== EXCERPT PROVIDED
Style Guidance Official Blog

Official Blog for Style Guidance
News and random ramblings
Fri Jan 15

Did I just catch Techcrunch astroturfing?

So I’m reading Techcrunch, and what do I see?

A story titled: Buy and Sell Proprietary Knowledge Through GenApple.

Interesting…right? So I click to read…and what do I find?

People are continually looking for new pieces of information. We go to school, read articles on a variety of subjects, have free websites such as Wikipedia, and use search answer engines such as Aardvark and Quora for the sole purpose of quenching our never-ending thirst for knowledge.

Now here is where I get a WTF moment. I can see listing Wikipedia, and Aardvark…both = knowledge and both = huge companies(established with large user base).

But Quora? Why on earth, would that be included instead of Yahoo Answers or one of the premium Q&A sites?

Here are some bits of info:

  • Quora is in private beta(so you can’t even join without an invite)
  • Quora only had 2725 users as of the moment I saw the article(got a 500 error on 2726), and like 99% of them are techies.
  • Most questions on Quora are unanswered.
  • I searched for the author’s name on Quora, and didn’t find a single mention of him(quora lets you search member names). The only guy I found from Techcrunch on Quora is MG Siegler, and he has 0 Questions and 0 Answers.

So based on that data…how does the author recommend something, without even using it?
====
== DATA LINES
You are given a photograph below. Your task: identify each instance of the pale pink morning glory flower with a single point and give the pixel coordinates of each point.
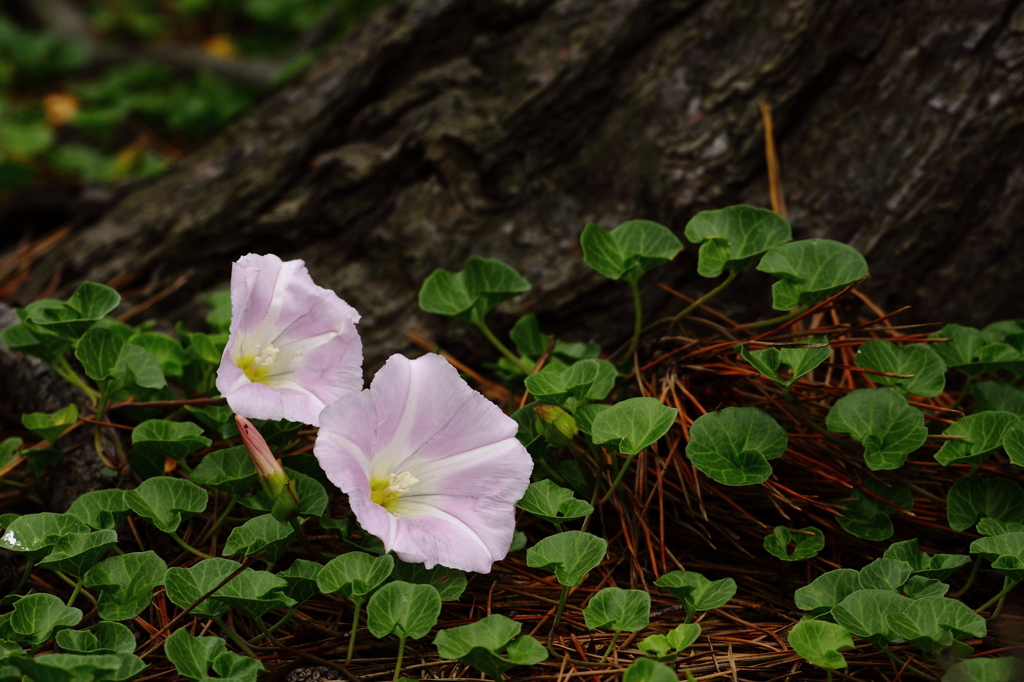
(430, 466)
(293, 347)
====
* WORK INSTRUCTIONS *
- a) In the blog post about Techcrunch, how many users did Quora have when the writer saw the article?
- b) Say whether each statement agrees with the blog post about Techcrunch, answering yes or no and quoting the deciding words: (i) Quora was in private beta. (ii) Most questions on Quora had been answered. (iii) MG Siegler had posted several answers on Quora.
- c) From the blog post about Techcrunch, reproduce the part that opens with the words containing "Did I just catch" and closes with "premium Q&A sites?", substituting "hunger" for "thirst".

* SOLVED PROBLEMS *
- a) 2725

- b)
(i) Yes: "Quora is in private beta(so you can’t even join without an invite)"
(ii) No: "Most questions on Quora are unanswered."
(iii) No: "he has 0 Questions and 0 Answers."

- c)
Did I just catch Techcrunch astroturfing?

So I’m reading Techcrunch, and what do I see?

A story titled: Buy and Sell Proprietary Knowledge Through GenApple.

Interesting…right? So I click to read…and what do I find?

People are continually looking for new pieces of information. We go to school, read articles on a variety of subjects, have free websites such as Wikipedia, and use search answer engines such as Aardvark and Quora for the sole purpose of quenching our never-ending hunger for knowledge.

Now here is where I get a WTF moment. I can see listing Wikipedia, and Aardvark…both = knowledge and both = huge companies(established with large user base).

But Quora? Why on earth, would that be included instead of Yahoo Answers or one of the premium Q&A sites?